Santa Maria di Leuca, Salento, Puglia, Italia
Die siebzigste Woche unserer Reise: Montag, 09. bis Montag, 16. März 2020
Konzentrierter als bisher an unseren Buchvorhaben zu arbeiten, einige Kapitel abzuschließen – unter dieser Prämisse hatten wir unsere Reise fortgesetzt. Wir ließen uns von Griechenland hinüber in den Salento bringen, um nach Leuca zu kommen, einen Ort, von dem wir wissen, dass es sich dort ungestört arbeiten lässt. Seit 10 Tagen genießen wir nun die produktive Ruhe am südlichsten Punkt des italienischen Festlandes und meiden den Kontakt mit Einheimischen, denn aus den bisherigen Erfahrungen wissen wir, dass wir in jedem Dorf, in jeder Stadt Künstler*innen treffen, die wir näher kennenlernen, mit denen wir viel Zeit verbringen würden.
Über eine Freundin, die uns für die Dauer wenige Tage besuchte, kamen wir in diesem Zeitraum schließlich auch mit Einschränkungen in Berührung, die die Corona-Pandemie in Italien verursacht. Am Montag vor einer Woche hat die Regierung ihre Vorsichtsmaßnahmen auf ganz Italien ausgeweitet – bis dahin galten sie nur für einige Gebiete im Norden des Landes. Es gibt keine Ausgangssperre, aber die Empfehlung, das Haus nur in dringenden Fällen zu verlassen, beispielsweise zum Einkaufen, wenn man zur Arbeit gehen muss, Arztbesuche erledigen oder alten oder kranken Menschen helfen möchte. Wer unterwegs ist, muss eine vom Innenministerium ausgegebene Selbsterklärung mit sich führen und damit rechnen, von der Polizei kontrolliert zu werden. Das Besuchen von Freunden oder Spaziergänge sind untersagt. Kinos, Theater und Museen sind landesweit geschlossen, mittlerweile auch Bars und Restaurants. Lebensmittelgeschäfte und Apotheken sind eingeschränkt geöffnet.

- [BEREITGESTELLTES MATERIAL]

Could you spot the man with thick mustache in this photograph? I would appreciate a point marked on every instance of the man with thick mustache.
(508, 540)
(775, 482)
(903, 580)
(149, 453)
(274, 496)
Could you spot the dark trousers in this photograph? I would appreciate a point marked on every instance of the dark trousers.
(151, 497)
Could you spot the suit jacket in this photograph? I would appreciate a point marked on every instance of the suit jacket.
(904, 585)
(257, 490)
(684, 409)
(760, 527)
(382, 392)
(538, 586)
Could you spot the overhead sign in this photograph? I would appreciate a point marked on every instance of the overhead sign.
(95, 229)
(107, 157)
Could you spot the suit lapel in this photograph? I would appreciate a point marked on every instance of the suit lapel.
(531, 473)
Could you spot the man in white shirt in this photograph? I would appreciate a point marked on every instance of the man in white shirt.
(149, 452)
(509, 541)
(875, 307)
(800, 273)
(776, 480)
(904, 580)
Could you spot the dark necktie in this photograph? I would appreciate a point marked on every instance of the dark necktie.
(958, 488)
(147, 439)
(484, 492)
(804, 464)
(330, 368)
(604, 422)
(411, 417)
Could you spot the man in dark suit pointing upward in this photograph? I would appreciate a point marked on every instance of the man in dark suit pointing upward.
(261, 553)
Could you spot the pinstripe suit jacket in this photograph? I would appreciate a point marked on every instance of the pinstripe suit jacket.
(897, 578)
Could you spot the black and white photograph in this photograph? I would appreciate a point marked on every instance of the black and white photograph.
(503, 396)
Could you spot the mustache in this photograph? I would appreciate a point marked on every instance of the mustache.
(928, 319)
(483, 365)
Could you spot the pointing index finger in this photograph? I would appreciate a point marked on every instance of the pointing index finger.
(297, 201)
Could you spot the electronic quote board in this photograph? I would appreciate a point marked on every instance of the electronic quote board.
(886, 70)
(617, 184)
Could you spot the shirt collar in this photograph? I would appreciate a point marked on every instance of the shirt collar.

- [ZU LÖSENDE AUFGABE] Schreiben Sie den Reisebericht aus Santa Maria di Leuca vom März 2020 weiter, und zwar im Anschluss an seinen letzten Satz.

- [ANTWORT ZUR ÜBUNG]
Trotzdem sind wir am Dienstag vormittags losgefahren, um Utas Freundin am 250 Kilometer entfernten Flughafen in Bari abzuholen. Auf dem Rückweg nach Leuca legten wir in der uralten Città bianca (weiße Stadt) Ostuni eine Rast ein – bislang unser letzter Besuch in einer italienischen Gaststätte. Wir registrierten, wie Bedienungen in den Bars Schutzhandschuhe und Mundschutz trugen und in den Restaurants die Tische, wie vorgeschrieben, einen Meter auseinandergerückt wurden. Am Nachbartisch bestellte ein italienischer Gast eine Flasche Corona-Bier. Gestern haben wir die Freundin wieder nach Bari zurückgebracht. Ihr vor Monaten gebuchter Rückflug nach Deutschland war vom Reiseveranstalter ohne Kostenrückerstattung gestrichen worden; sie war deshalb gezwungen, einen teuren Platz auf einer der wenigen noch verkehrenden Maschinen zu kaufen. Unsere mehr als siebenstündigen Fahrt durch Puglia unterschied sich nur in Details von der „Normalität“: an den Tankstellen waren die meisten Bars geschlossen und der Flughafen glich einer Geisterstadt, in der kaum ein Mensch zu sehen war (dafür war die Bar geöffnet). Von der Polizei, der wir hin und wieder begegneten, wurden wir kein einziges Mal angehalten.
Mit Schrecken sahen wir, wie eine weitere Epidemie hier im Süden Italiens grassiert: das Bakterium Xylella Fastidiosa, von Zikaden beim Trinken übertragen, verstopft seit mehreren Jahren schon die Wasserkanäle vieler Olivenbäume. Die betroffenen Pflanzen verdursten. Das große Sterben trifft Bäume jeden Alters. Auch mehrhundertjährige dicke Stämme mit gewaltigen Kronen werden kahl und kalt. Im Unterschied zu den Olivenbäumen können wir versuchen, den Kontakt mit Überträgern zu vermeiden. Unsere ursprünglich selbstgewählte Isolation könnte uns vor einer Ansteckung durch das Corona-Virus schützen; ob wir das Virus bereits in uns tragen, wissen wir natürlich nicht.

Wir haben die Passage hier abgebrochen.